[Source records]

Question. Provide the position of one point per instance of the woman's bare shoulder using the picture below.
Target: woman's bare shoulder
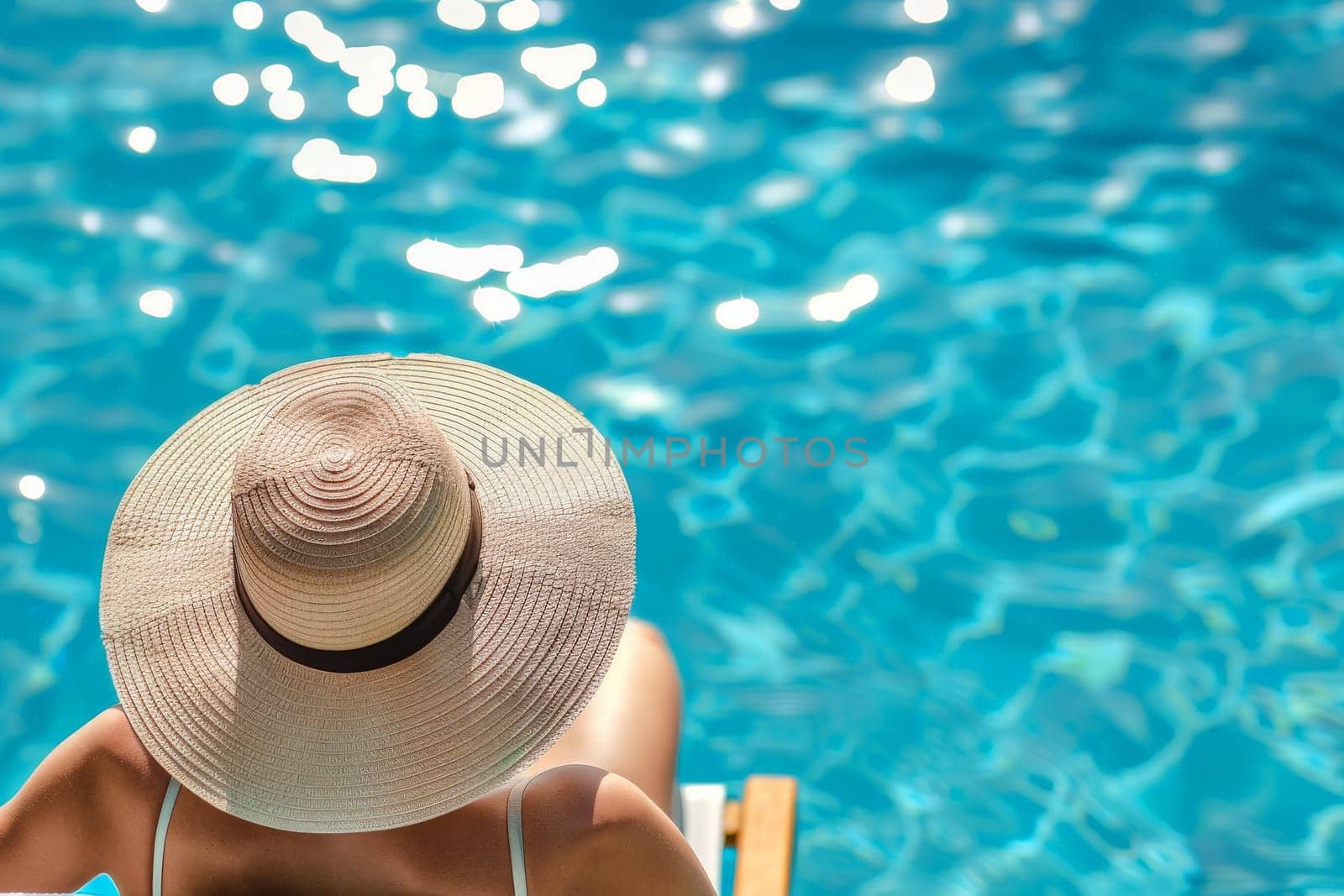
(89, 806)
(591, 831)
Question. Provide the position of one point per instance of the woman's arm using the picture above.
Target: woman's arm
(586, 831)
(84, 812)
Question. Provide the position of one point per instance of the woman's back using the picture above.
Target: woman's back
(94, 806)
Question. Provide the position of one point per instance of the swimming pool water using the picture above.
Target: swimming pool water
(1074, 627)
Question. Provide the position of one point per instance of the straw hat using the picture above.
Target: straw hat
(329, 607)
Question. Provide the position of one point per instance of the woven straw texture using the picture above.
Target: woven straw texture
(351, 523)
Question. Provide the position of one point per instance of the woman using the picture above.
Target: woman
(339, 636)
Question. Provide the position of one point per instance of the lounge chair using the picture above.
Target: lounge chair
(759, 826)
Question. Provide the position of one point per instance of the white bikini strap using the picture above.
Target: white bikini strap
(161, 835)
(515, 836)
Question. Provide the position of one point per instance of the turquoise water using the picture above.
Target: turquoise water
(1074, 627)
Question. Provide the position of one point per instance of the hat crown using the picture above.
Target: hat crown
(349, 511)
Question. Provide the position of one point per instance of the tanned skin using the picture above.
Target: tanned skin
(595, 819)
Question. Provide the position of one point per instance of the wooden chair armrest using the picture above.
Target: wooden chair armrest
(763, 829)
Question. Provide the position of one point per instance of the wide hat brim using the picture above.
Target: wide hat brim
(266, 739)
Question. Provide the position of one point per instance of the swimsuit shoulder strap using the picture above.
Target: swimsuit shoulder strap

==

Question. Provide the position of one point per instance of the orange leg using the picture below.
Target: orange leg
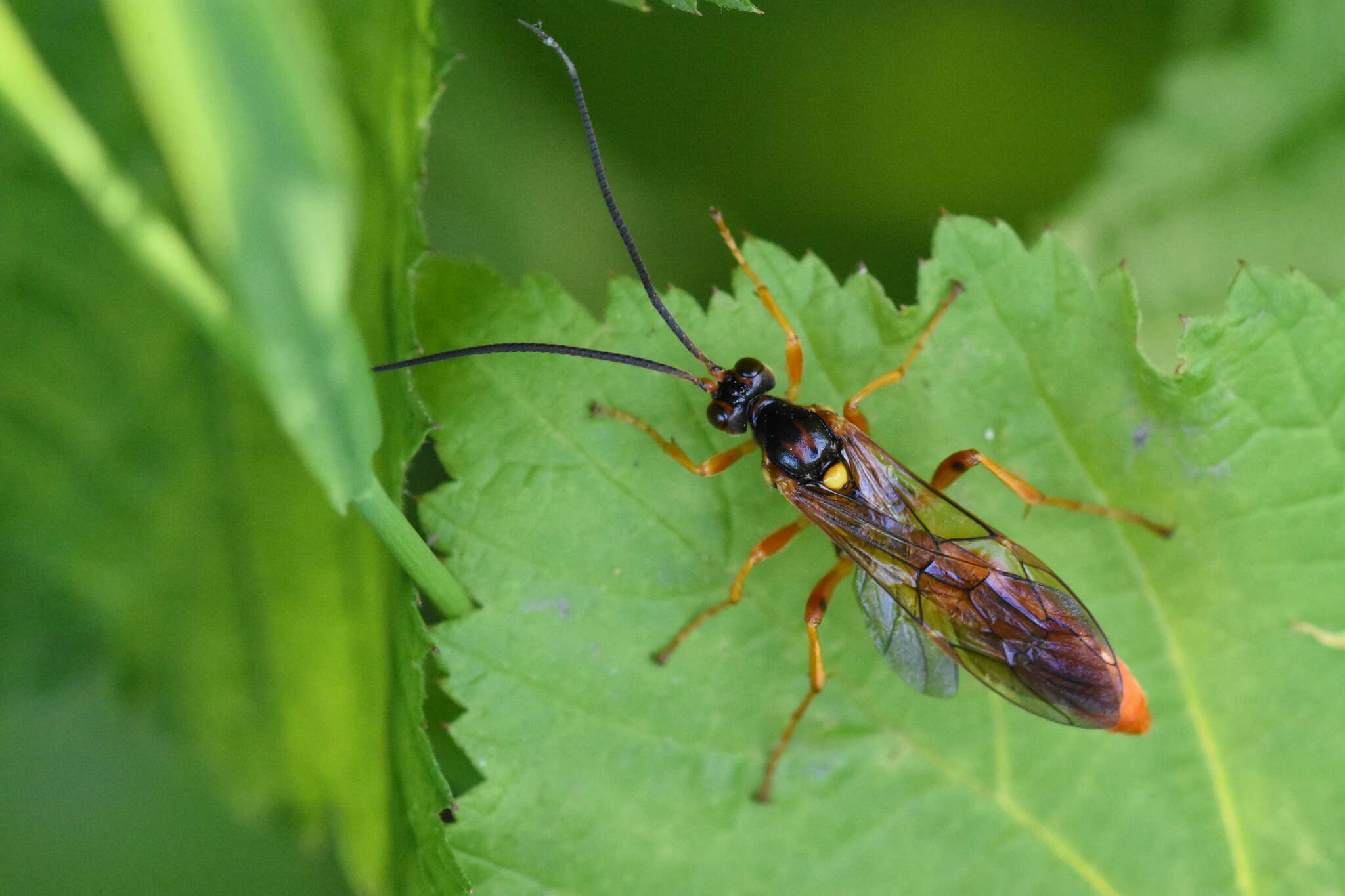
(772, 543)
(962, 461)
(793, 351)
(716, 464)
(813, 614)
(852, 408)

• **Task**:
Gather every line above that contains the word "tanned", and copy each of those lines out.

• **Reply**:
Question. Provide the position of one point per instance of the tanned skin using the picture above.
Target: tanned skin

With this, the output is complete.